## COMPITI DA SVOLGERE
1 - Riporta fedelmente il passo della discussione che comincia con "Mi chiedo Poi" e si chiude con "l'abbia voluta condividere.".
2 - Traduci in inglese questa frase della discussione: "Simbiosi no, ma se non c'è alcuna affinità e si conducono vite separate, il legame nel tempo va in crisi."

Mi chiedo Poi come ci si ritagli dello spazio personale con delle passioni soggettive, se magari ci si sente in colpa per non averle condivise, oppure risentendosi  perché l'altro/ l'altra non l'abbia voluta condividere.


----------



## Nocciola (28 Febbraio 2020)

danny ha detto:


> Infatti poi...
> Per anni io adoravo veder ballare mia moglie.
> Sono sempre stato orgoglioso  e curioso di quello che faceva.
> Se le piaceva una canzone o un film diventava anche la mia canzone e il mio film.
> ...


Ma no. Che senso ha che se ti piace una canzone deve piacere anche a me?
Non apprezzerei uno che si fa piacere una cosa che piace a me solo perché piace a me
Adoro Biagio, mio marito non lo tollera. Mai pensato che fosse segno di indifferenza verso di me. Anche io non amo un sacco di cose che lui adora. L’importante è averne altre che si condividono e poi ognuno mantenga la sua individualità


----------



## Nocciola (28 Febbraio 2020)

stany ha detto:


> Ma per favore Mica vuol dire vivere in simbiosi eh!
> Addirittura se le piace un film diventa il tuo film Non mi sembra normale e sano....
> Io il primo papillon con Steve McQueen l'avrò visto almeno 35 volte, ed ogni tanto lo rivedo; mia moglie penso che non sia mai andata al di là dei primi 15 minuti...
> Se ci sono cose che possono essere condivise, come un trekking in montagna, una domenica con gli sci di fondo, allora ben venga si condivide e ci si diverte assieme; Ma se la cosa non garba a tutti e due che fa laquello a cui piace? Sta a casa magari a vedere Barbara D'Urso?
> ...


Quoto


----------



## danny (28 Febbraio 2020)

stany ha detto:


> Ma per favore Mica vuol dire vivere in simbiosi eh!
> Addirittura se le piace un film diventa il tuo film Non mi sembra normale e sano....
> Io il primo papillon con Steve McQueen l'avrò visto almeno 35 volte, ed ogni tanto lo rivedo; mia moglie penso che non sia mai andata al di là dei primi 15 minuti...
> Se ci sono cose che possono essere condivise, come un trekking in montagna, una domenica con gli sci di fondo, allora ben venga si condivide e ci si diverte assieme; Ma se la cosa non garba a tutti e due che fa laquello a cui piace? Sta a casa magari a vedere Barbara D'Urso?
> ...


Simbiosi no, ma se non c'è alcuna affinità e si conducono vite separate, il legame nel tempo va in crisi.

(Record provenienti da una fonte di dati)
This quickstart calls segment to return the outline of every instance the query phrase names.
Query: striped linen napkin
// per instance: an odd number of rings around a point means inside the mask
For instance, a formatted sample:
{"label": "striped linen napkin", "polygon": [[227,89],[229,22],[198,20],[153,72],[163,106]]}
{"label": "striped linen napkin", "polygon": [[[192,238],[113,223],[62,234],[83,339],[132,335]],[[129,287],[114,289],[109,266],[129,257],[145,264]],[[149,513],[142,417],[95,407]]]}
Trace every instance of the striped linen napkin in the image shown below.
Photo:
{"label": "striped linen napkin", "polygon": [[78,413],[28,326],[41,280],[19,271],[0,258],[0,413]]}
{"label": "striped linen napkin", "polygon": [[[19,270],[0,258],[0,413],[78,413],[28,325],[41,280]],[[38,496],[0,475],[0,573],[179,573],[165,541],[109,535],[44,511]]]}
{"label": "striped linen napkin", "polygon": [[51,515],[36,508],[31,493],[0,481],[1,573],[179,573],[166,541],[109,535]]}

## SOLUZIONI DEI COMPITI
1 -
Mi chiedo Poi come ci si ritagli dello spazio personale con delle passioni soggettive, se magari ci si sente in colpa per non averle condivise, oppure risentendosi  perché l'altro/ l'altra non l'abbia voluta condividere.

2 - Not symbiosis, but if there is no affinity at all and people lead separate lives, over time the bond goes into crisis.